# Objective
Copy the lines below from the first one through the line containing "[(1026, 687)]", both included, leaving the requests as they are and multiplying every point coordinate in the answers by 1.9, rounded to whole numbers with halves rounded up. Reproduce those lines alone.

# Data listing
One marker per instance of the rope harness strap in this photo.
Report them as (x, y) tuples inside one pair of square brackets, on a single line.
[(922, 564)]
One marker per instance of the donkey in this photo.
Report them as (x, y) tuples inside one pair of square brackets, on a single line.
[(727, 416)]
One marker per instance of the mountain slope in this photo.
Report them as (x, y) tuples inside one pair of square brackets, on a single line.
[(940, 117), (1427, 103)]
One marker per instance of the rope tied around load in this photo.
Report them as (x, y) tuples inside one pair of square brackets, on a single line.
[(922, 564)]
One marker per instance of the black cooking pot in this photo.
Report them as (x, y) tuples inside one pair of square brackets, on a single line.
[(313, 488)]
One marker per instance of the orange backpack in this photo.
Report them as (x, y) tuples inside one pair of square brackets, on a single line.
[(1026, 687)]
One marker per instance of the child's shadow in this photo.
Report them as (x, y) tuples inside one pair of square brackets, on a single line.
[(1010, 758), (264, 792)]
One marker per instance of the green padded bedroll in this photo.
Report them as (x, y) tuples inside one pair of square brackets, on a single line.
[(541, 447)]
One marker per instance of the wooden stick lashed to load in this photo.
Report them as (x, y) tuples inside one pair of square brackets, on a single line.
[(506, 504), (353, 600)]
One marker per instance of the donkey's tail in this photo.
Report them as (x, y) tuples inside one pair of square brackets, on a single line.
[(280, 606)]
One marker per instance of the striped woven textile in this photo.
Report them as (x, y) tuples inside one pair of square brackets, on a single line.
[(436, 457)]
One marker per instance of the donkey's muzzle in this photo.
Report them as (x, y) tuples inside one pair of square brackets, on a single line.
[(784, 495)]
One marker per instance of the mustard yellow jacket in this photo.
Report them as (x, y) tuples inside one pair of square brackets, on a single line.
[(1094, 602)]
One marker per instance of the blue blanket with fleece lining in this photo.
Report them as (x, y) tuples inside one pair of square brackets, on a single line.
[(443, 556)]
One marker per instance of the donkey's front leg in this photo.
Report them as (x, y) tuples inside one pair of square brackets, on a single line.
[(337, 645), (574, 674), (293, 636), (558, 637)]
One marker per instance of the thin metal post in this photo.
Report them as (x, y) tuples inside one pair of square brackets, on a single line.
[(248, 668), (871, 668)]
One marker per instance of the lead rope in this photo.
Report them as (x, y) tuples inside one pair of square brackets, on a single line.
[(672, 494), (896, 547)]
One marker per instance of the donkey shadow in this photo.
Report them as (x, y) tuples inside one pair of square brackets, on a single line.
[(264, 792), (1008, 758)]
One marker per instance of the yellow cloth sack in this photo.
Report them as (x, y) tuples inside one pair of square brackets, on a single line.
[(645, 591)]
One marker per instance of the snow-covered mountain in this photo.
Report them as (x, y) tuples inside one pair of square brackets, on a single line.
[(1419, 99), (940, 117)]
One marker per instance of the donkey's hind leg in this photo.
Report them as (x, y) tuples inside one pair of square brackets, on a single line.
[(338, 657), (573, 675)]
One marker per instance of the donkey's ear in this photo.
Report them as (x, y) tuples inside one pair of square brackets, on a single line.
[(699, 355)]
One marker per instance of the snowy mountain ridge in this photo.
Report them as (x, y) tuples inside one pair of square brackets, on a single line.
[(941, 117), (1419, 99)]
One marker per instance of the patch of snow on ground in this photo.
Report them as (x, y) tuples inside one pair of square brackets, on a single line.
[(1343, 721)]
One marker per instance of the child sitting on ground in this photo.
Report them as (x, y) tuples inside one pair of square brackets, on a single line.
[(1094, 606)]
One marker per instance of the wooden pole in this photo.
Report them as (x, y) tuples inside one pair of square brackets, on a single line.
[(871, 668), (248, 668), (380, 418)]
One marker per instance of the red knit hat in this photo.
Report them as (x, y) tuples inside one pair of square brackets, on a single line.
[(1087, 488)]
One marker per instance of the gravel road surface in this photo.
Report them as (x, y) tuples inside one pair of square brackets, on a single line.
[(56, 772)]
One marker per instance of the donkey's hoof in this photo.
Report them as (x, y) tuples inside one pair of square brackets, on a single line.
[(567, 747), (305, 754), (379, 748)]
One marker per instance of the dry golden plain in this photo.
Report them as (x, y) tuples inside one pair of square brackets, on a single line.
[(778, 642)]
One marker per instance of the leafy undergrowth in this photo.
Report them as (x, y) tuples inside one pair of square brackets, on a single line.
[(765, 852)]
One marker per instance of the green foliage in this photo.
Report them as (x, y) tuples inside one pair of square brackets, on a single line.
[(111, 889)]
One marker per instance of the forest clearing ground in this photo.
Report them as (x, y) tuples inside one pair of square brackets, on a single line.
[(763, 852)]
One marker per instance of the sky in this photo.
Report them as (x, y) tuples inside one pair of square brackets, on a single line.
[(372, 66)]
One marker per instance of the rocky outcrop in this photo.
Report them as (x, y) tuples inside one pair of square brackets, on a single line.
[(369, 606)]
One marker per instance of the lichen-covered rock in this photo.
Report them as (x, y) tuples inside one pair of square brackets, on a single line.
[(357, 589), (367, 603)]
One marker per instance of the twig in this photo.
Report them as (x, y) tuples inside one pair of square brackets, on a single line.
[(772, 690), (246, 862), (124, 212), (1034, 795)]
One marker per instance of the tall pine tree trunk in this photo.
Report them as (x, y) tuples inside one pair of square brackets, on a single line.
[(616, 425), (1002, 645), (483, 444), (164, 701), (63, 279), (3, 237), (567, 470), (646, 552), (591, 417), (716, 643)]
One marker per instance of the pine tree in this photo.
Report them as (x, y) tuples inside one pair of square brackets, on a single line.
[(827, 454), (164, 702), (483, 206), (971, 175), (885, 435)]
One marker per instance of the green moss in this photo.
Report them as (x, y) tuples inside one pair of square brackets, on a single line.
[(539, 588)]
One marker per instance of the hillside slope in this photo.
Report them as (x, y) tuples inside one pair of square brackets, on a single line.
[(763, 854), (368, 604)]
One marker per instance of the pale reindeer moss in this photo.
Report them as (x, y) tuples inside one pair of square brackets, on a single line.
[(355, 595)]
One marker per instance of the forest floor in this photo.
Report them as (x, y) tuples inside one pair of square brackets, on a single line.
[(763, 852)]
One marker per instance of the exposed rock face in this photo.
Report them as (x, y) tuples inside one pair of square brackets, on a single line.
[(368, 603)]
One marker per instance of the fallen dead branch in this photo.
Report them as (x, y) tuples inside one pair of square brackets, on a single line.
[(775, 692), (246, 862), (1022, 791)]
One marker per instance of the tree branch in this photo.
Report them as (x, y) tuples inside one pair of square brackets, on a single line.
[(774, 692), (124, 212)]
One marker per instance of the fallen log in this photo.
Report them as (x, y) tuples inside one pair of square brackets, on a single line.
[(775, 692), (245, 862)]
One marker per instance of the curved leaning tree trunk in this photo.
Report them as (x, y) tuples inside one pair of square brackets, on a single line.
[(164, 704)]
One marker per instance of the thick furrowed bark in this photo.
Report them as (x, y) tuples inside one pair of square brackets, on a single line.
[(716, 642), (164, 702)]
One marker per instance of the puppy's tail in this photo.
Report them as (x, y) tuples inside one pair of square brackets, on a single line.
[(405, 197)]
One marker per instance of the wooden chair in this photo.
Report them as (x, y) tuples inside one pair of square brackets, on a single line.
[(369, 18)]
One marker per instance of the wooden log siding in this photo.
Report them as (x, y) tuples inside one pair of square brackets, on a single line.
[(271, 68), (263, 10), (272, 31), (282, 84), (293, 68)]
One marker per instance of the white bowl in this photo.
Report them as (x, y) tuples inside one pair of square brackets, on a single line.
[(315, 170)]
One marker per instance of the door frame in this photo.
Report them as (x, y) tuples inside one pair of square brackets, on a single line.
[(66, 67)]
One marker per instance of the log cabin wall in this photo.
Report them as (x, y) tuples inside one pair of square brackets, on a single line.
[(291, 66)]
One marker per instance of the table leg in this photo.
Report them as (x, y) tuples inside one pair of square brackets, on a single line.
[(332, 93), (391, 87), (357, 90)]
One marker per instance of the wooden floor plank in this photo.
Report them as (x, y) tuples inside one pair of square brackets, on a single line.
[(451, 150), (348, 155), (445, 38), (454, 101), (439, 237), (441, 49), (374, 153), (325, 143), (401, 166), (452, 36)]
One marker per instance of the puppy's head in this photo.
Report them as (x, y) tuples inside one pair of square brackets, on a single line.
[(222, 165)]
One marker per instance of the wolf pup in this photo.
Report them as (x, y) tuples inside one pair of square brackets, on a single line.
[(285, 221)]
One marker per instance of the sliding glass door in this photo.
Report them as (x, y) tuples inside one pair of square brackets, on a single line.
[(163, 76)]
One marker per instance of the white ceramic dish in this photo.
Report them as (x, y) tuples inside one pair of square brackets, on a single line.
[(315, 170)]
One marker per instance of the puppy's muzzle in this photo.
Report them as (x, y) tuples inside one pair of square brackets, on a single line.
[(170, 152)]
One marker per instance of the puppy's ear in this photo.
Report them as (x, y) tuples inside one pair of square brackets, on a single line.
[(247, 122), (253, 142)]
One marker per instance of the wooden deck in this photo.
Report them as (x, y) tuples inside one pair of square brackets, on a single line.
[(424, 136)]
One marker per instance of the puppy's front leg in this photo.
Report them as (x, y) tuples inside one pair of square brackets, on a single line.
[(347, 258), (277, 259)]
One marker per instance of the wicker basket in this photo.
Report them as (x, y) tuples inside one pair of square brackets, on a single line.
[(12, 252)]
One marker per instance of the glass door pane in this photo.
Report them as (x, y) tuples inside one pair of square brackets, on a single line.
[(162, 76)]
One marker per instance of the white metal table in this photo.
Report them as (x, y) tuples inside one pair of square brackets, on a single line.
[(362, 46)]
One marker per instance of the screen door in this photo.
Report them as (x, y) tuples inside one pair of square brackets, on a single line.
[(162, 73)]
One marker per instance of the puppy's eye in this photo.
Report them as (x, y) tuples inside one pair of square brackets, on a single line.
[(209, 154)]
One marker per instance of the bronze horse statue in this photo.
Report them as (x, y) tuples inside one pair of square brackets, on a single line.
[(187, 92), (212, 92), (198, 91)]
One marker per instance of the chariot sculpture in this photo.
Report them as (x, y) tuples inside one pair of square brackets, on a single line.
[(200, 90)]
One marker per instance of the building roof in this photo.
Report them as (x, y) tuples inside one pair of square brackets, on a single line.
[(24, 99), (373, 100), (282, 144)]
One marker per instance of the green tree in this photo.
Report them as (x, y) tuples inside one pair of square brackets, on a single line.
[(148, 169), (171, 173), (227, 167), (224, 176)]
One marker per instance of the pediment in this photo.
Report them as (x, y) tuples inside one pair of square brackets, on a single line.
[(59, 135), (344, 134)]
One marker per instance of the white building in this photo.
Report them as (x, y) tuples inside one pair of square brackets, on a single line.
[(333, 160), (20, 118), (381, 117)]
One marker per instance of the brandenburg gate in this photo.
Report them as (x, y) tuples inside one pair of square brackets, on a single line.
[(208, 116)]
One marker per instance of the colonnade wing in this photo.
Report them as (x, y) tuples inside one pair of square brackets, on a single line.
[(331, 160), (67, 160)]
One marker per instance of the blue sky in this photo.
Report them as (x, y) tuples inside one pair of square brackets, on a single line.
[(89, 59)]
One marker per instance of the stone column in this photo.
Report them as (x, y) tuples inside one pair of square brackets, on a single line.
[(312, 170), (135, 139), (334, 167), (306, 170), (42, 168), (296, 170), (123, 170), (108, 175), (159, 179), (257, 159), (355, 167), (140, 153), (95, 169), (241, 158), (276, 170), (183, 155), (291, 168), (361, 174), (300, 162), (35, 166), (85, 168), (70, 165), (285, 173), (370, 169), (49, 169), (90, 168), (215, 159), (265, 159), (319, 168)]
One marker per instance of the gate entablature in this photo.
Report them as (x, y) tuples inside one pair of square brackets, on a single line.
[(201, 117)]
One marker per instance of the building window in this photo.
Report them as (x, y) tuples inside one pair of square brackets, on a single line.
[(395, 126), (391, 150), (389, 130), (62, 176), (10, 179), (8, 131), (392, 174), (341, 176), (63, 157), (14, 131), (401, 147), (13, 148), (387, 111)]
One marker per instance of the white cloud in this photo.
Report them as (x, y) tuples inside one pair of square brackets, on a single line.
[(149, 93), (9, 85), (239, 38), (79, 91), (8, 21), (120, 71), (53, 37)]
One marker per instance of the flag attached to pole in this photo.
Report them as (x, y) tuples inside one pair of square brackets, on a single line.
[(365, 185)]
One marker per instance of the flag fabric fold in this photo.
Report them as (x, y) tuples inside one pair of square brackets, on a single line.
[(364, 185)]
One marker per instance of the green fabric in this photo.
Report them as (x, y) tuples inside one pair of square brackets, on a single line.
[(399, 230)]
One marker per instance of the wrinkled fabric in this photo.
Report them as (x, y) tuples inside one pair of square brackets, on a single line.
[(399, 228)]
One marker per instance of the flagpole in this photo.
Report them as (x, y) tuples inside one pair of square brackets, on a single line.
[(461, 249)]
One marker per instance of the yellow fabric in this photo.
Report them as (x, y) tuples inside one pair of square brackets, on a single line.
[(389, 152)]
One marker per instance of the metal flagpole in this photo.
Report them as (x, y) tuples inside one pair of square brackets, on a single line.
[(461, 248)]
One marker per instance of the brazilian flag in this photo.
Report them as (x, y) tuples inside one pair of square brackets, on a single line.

# Result of this task
One marker per instance of the rope harness strap in this photo.
Report them as (x, y) tuples inside one pair of square brackets, on a single line.
[(1752, 1072)]
One marker per instance of the donkey in this photo.
Report them as (x, y) tuples inside one pair of square brackets, on a single line.
[(1381, 790)]
One marker per instance of the mountain slope in this photo.
Report them as (x, y) tuples inside one pair of square brackets, on a single line.
[(1786, 222), (2711, 196)]
One marker per instance of the rope tied around load in this photo.
Report them as (x, y) tuples inside one pair of square brackets, on a single line.
[(1752, 1072)]
One marker per instance of the black cooking pot in this photo.
Report them as (x, y) tuples inside one pair of square brackets, on a single line.
[(595, 927)]
One marker per instance of the orange backpack in this photo.
Report them as (x, y) tuples inside one pair of square brackets, on a single line.
[(1949, 1305)]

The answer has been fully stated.